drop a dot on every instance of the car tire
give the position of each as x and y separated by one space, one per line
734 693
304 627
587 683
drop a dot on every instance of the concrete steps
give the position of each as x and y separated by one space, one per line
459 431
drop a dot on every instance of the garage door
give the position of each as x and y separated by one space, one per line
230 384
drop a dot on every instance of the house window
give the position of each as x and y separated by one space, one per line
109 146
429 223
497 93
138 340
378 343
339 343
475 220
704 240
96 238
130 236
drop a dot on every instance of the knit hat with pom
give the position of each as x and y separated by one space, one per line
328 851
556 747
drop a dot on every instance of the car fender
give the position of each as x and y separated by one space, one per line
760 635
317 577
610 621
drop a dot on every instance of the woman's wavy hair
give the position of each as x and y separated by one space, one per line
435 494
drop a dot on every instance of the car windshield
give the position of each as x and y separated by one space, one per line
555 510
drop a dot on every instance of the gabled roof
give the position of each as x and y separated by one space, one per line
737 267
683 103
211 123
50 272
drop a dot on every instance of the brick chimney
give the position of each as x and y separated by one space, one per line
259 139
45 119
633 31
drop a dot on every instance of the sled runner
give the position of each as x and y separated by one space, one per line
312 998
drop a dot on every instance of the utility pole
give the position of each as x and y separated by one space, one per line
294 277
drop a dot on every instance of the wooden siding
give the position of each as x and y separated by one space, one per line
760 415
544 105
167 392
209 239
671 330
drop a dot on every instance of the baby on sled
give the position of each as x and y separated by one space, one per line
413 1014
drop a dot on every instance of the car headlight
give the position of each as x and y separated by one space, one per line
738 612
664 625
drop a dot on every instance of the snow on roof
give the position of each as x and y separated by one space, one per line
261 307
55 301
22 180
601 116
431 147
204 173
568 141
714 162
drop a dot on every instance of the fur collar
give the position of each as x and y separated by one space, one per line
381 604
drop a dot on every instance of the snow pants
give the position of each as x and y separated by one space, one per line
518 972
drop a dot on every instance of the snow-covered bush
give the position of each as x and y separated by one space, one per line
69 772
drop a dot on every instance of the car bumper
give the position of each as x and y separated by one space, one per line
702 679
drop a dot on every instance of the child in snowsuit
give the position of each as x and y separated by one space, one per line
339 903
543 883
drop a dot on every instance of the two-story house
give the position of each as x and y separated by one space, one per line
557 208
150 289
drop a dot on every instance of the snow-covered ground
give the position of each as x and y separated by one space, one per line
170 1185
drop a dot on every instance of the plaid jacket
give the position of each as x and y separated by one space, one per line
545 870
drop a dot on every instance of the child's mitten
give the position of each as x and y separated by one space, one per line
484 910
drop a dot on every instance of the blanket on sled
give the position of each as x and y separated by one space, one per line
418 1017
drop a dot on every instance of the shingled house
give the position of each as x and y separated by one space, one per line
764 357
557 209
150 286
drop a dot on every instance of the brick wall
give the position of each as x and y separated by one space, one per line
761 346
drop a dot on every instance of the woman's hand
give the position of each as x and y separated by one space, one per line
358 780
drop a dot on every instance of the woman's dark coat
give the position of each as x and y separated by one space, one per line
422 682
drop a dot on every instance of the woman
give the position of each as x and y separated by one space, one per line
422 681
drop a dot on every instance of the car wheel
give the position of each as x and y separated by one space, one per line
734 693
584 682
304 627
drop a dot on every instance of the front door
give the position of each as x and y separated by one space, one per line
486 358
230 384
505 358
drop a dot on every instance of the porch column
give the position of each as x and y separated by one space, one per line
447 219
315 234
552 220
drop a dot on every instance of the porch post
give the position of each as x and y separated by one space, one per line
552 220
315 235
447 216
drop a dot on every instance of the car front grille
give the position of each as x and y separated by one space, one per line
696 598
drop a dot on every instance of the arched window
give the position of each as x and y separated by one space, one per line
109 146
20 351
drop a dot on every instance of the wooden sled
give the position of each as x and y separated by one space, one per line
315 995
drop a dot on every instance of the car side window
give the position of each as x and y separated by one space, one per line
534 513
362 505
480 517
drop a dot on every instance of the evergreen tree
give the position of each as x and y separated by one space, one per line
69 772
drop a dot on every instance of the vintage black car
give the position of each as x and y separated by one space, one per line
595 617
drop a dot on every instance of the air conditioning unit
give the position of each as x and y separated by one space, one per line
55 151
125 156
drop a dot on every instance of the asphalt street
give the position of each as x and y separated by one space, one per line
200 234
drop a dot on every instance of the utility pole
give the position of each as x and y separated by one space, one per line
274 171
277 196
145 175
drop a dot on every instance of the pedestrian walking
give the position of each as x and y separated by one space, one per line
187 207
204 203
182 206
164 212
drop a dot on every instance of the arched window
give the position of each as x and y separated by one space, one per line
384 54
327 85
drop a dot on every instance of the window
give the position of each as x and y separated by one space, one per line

○ ○ ○ ○

* _TASK DETAILS_:
When a line of the records holds the word "window", copy that line.

* _RESPONSE TO THE TASK_:
drop a dot on every instance of the house window
drop a dot on every instance of the arched window
drop a dot on every instance of the car side window
drop a dot on every instance of the arched window
drop a dot on every instance of the window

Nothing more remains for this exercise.